EXERCISE DIRECTIONS
The response should be an exact repetition of all the entries.

# # # #

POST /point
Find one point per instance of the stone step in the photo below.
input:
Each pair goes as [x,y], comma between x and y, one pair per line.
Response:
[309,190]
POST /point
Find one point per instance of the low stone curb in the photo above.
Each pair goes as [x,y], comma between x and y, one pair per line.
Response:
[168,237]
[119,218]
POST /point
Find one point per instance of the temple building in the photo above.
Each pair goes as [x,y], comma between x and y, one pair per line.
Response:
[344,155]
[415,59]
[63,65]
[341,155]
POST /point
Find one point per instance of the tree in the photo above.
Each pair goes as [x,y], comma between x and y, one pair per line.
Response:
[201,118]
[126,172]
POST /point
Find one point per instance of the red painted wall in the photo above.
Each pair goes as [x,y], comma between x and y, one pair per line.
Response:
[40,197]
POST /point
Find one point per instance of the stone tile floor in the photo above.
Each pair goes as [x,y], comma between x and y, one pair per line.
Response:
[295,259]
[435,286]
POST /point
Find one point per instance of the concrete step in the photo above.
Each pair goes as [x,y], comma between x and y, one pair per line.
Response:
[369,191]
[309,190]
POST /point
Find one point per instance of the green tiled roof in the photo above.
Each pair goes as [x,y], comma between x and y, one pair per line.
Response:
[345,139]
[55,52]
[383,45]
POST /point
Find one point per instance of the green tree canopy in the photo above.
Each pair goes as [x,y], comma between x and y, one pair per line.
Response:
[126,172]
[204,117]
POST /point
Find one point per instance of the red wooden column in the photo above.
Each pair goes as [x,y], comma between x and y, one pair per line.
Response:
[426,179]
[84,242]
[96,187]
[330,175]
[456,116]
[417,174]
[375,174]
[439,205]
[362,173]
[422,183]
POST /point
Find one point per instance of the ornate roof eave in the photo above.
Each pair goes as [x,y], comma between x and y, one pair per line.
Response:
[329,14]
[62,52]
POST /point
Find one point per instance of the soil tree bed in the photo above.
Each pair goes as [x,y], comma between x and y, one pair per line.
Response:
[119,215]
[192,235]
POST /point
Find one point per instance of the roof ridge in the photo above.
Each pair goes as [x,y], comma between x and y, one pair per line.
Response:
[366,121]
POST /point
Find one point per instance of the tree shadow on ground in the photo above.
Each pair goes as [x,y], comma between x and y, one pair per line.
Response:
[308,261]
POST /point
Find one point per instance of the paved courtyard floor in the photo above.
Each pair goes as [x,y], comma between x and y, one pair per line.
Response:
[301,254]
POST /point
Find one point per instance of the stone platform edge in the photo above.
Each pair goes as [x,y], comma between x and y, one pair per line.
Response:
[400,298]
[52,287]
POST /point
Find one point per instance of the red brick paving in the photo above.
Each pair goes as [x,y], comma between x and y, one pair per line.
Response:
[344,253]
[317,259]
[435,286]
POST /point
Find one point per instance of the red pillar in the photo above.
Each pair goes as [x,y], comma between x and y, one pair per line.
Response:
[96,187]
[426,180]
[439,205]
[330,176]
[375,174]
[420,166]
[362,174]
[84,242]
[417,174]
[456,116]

# # # #

TASK RESPONSE
POST /point
Find one point per instance of the stone step in the photo below.
input:
Each pair goes as [x,y], comma between x and y, one pair per line.
Response:
[309,190]
POST /point
Find one point per instance of the low stone curb in the photo above.
Each pair goes as [x,y], comma between x and y, one pair per line.
Response:
[168,237]
[119,218]
POST /point
Find one point per instance of the temple building in the photo above.
Each pair goes as [x,y], comma between x and y, one pair per line.
Response:
[344,155]
[415,59]
[63,65]
[341,155]
POST /point
Find one point per instance of the tree in the photo above.
Each pair goes as [x,y], comma between x and y, one pair per line.
Response:
[201,118]
[126,172]
POST /point
Find one point per instance of the red painted wall in the photo above.
Each pair goes as [x,y], comma between x and y, one pair per line.
Response:
[40,197]
POST /point
Find one point per instance of the stone tile floor in the photo above.
Each pair goes as [x,y], comma between x and y, one pair per line.
Response:
[295,259]
[435,286]
POST /point
Find one point per instance of the concrete step in the photo above.
Each pair goes as [x,y], comma between x and y, one pair per line.
Response:
[369,191]
[309,190]
POST /point
Find one point per instance of the green tiled roof in the photo above.
Each pair goes as [x,y], comma between x and y, one pair per line.
Response:
[345,139]
[55,52]
[383,45]
POST /point
Find one point per instance of the green tree canopy in the photo above.
Each pair goes as [x,y], comma between x and y, one pair per line.
Response:
[126,172]
[204,117]
POST /point
Find one point per instance of the red wooden column in the photo above.
Each pair goes as [x,y], comma between x and y, one pair per line.
Response:
[426,179]
[84,242]
[96,187]
[330,175]
[456,116]
[417,174]
[375,174]
[439,205]
[362,173]
[422,183]
POST /point
Find one point per instance of the ornate roof eave in the photo above.
Each pair goes as [x,y], comma between x and y, one pair per line.
Response:
[329,14]
[62,52]
POST /point
Find one point per instance of the soil tree bed in the photo above.
Each pair goes as [x,y], comma between x and y, one pair per line.
Response:
[119,215]
[192,235]
POST /point
Find one point per instance of the roof ridge in the photo above.
Each pair goes as [x,y], comma between x and y, one pair per line.
Response:
[366,121]
POST /point
Find one point per instance of the tree shadow on ground in the photo above.
Each pair goes as [x,y], comma between x and y, one pair per line.
Response:
[308,261]
POST /point
Find one point per instance of the paved courtyard floor in the photo above.
Each pair goes as [x,y], comma between x and y, one pair per line.
Response:
[301,254]
POST /point
Find one point per instance of the stone platform edge in the photo above.
Each pair goes as [x,y], comma between x and y, one pair per line.
Response:
[400,298]
[52,287]
POST /point
Find one point per instance of the red brick paving in the photo above.
Each pair goes as [x,y], comma between x and y, one pair per line.
Response:
[344,253]
[317,259]
[435,286]
POST /point
Find one point per instance of the red pillar in the photo above.
Each pair goes as [x,y], comma between x and y, one pair per line.
Response:
[96,187]
[426,180]
[439,205]
[330,176]
[375,174]
[420,166]
[362,174]
[84,242]
[417,174]
[456,116]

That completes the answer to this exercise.